Exercise objective> Revise the essay on Goa's composite culture, starting at "The Goan once" and ending at "and industrial growth.", with "canoe" changed to "boat".

7

THE COMPOSITE CULTURE OF GOA

Maria Couto

In the last four decades since its integration into the Indian Union on 19 December 1961, Goa has found a place in the imagination of the nation and indeed the world. However, manipulation of images of the state to promote tourism misrepresents its people. Popular perceptions miss its essence of a composite culture that enriches the life of Goans and contributes to the unique humanism of this society.

The Goan once lived an amphibian existence—he travelled by canoe and then across dense forests and rough terrain inland. Never more than 55 km from the sea, the Western Ghats form a well-defined eastern border for Goa. All of Goa’s rivers rise here and wind their way westwards to the Arabian Sea that adjoins the Indian Ocean. With a total area of 3701 sq km, it is the smallest state of the Indian Union—a narrow strip of earth (105 km long and 65 km wide) of panoramic beauty, still palpable despite urban sprawl and industrial growth.

The Mughals called Surat their ‘blessed port’ when they were not calling it ‘the door to the house of God’, writes Ashin Das Gupta. For Goans, the house of God is in the mud of their homeland and in its waters. And from these flows music. Indeed! Land in Goa does not have an existence independent of the water. Its ripples and waves conceal as much as they reveal the layers of history, enriched by encounters with the great religions of the world. However, bald classification on the basis of religion does not do justice to the complex and multi-layered identity of Goa—layers of caste, education, language, history, yearnings, dreams and aspirations. For the Goan, it is his village, its air and the soil, its rivers, forests, birds, trees and stones, which embody the spirit of the place. It is personified in the deities in the prayer rooms and altars in homes, sacred groves and shrines, the tulsi in the garden and the roadside cross, and in churches and temples. These have sustained and perpetuated Goa through a series of empires, the most traumatic and searing being the early and final stages of Portuguese rule.

Goa has long been a contested political space, layered with arrivals and departures, victory and defeat, colonisers and settlers. Its landscape of paddy and palm, an apparently limitless expanse of the whitest sand and red laterite earth captivated and calmed the wayfarer, traveller, or nomad whose quest could have been the pasture or homeland. Goan history preceding 1510 and the arrival of Afonso de Albuquerque, who conquered Goa for the Portuguese, is of a peaceful, agrarian society ruled by neighbouring kingdoms and dynasties—Hindu and Muslim—who traded and warred among themselves. Goans paid taxes demanded by the victor and were left in peace. Long before the Portuguese colonisation left its imprint, a succession of empires of the Indian matrix—from the Ashokan Mauryas to the Rashtrakutas and the Muslim Bahmanis—had contributed to Goan history and culture.

When the territory was a part of the Hindu kingdom of Vijayanagar and the site of the capital of the Kadambas, its interaction with the eastern shores of Arabia and the Emirates, and trade with the vast hinterland of peninsular India and Western Europe, gave Goa its enduring identity of an entrepôt culture. Bahmani rule enhanced this interchange and Portuguese presence further increased coastal trade in the later sixteenth century, particularly between Gujarat and Goa, extending connection into the China Seas and Japan. There are a few Goan families with a long history of pre-Portuguese trading power. Their sagas have been reinforced by recent studies of trade in the Indian Ocean, which reveal that the bulk of the trade was in Indian hands. The composite culture of today then, born of the civilisational traditions of India, has been enriched by the many influences of this history. The arrival of Vasco da Gama on the Indian shores ushered in elements of a new world, which interacted with the vibrant tradition that existed.

Extracted data entries

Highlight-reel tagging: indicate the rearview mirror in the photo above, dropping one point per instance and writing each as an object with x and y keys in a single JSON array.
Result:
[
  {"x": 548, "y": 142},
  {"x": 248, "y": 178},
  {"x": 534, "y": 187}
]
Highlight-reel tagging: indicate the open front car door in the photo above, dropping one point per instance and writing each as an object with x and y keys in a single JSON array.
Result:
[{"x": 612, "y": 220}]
==
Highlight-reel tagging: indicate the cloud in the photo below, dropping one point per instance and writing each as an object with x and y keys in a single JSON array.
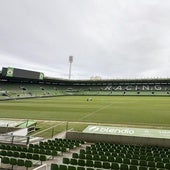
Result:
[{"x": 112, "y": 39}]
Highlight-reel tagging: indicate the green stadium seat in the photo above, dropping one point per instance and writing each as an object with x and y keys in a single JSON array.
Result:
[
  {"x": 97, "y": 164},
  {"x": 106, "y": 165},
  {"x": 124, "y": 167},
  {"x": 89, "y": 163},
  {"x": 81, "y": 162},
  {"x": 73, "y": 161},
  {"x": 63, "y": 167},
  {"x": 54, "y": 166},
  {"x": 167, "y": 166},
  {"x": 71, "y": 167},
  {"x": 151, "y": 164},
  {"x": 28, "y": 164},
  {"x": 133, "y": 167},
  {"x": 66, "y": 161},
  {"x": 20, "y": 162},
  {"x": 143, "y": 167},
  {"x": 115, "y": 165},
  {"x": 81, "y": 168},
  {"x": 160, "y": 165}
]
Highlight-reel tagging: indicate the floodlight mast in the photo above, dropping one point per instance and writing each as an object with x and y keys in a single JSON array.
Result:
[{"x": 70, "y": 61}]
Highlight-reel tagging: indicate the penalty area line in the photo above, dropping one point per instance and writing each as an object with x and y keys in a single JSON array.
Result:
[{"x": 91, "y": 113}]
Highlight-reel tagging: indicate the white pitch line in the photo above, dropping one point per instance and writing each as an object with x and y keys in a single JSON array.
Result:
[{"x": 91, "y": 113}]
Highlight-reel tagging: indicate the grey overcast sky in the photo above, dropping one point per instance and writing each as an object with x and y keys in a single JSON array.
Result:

Output of the task>
The Goan once lived an amphibian existence—he travelled by boat and then across dense forests and rough terrain inland. Never more than 55 km from the sea, the Western Ghats form a well-defined eastern border for Goa. All of Goa’s rivers rise here and wind their way westwards to the Arabian Sea that adjoins the Indian Ocean. With a total area of 3701 sq km, it is the smallest state of the Indian Union—a narrow strip of earth (105 km long and 65 km wide) of panoramic beauty, still palpable despite urban sprawl and industrial growth.